Task statement —
From the line containing "of the utility" through the last line of the entries, output the text exactly. Pictures stay out.

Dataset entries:
## BEGIN
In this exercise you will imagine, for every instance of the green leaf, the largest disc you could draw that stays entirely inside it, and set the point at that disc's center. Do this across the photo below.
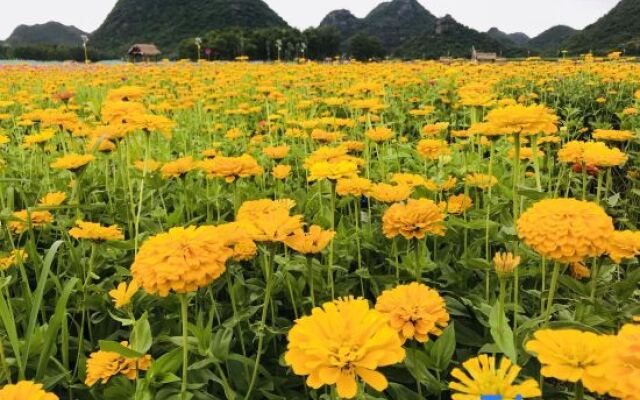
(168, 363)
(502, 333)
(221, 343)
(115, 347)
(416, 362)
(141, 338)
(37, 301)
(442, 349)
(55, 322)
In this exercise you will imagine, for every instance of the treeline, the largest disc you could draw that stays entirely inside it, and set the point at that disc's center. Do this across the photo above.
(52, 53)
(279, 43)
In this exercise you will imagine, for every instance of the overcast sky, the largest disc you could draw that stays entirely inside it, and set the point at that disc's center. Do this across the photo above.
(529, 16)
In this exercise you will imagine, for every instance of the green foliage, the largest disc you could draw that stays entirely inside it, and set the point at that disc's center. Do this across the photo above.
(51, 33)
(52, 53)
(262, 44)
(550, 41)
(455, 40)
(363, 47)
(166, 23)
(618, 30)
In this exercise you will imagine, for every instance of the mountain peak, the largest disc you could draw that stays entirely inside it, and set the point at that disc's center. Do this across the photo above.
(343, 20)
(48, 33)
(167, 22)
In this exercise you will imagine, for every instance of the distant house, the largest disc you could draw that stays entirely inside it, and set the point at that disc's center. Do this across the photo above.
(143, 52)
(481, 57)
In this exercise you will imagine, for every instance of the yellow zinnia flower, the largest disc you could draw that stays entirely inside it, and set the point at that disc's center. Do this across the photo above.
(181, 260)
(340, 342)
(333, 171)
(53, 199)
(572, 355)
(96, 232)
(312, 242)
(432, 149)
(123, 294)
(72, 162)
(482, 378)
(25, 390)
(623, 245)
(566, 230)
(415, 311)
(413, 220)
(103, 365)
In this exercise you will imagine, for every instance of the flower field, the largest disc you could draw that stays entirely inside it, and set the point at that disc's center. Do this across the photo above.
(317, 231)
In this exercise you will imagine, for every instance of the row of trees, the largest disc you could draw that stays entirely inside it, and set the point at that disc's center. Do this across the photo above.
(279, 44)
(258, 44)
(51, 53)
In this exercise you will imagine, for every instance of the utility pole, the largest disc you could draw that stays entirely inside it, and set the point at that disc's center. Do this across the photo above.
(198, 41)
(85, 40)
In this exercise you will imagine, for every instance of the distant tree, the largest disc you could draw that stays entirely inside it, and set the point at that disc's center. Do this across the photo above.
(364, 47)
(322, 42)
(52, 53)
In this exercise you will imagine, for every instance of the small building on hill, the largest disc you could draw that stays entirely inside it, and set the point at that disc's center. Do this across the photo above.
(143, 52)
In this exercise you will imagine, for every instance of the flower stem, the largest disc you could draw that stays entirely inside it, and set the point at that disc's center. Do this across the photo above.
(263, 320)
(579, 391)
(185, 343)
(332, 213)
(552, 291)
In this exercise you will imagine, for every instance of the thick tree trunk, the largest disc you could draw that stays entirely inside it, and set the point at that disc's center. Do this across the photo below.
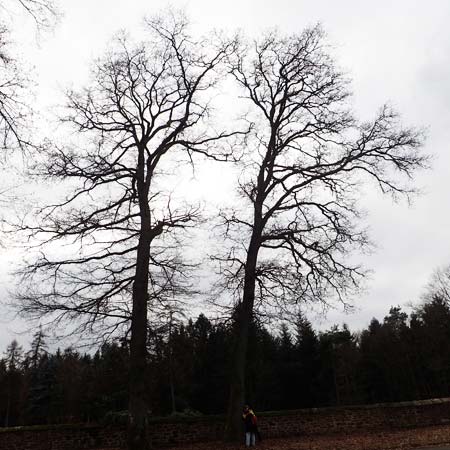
## END
Response below —
In this exercise you will imagine, for every instance of the utility pole, the largest disc you could draw that stays entirely inside it, and set the point at that disc's center. Do this across the photo above.
(198, 41)
(85, 40)
In this exercise you will imagine, for every instance of the distant tree, the largest disc you could draw that stays entirely inside it, and set the point at that disc's center. Do this across the photo above.
(364, 47)
(322, 42)
(52, 53)
In this exercise you will imagine, for every instance of the small building on hill, the largest disc you could draw that stays entirely inside it, and set the point at that disc's center. Do this across the photo above.
(143, 52)
In this exercise you will imagine, for every instance of the flower stem, the largest disc you could draw that stays entirely inside it, and set the point at that disc's center. Do this across the photo above.
(263, 320)
(579, 391)
(185, 343)
(332, 213)
(552, 291)
In this exercise you will imagine, for every instance of the thick tree trunk, the largest disc you could draw that stays entirely inside it, and set the point at that disc's center. Do this across the photo below.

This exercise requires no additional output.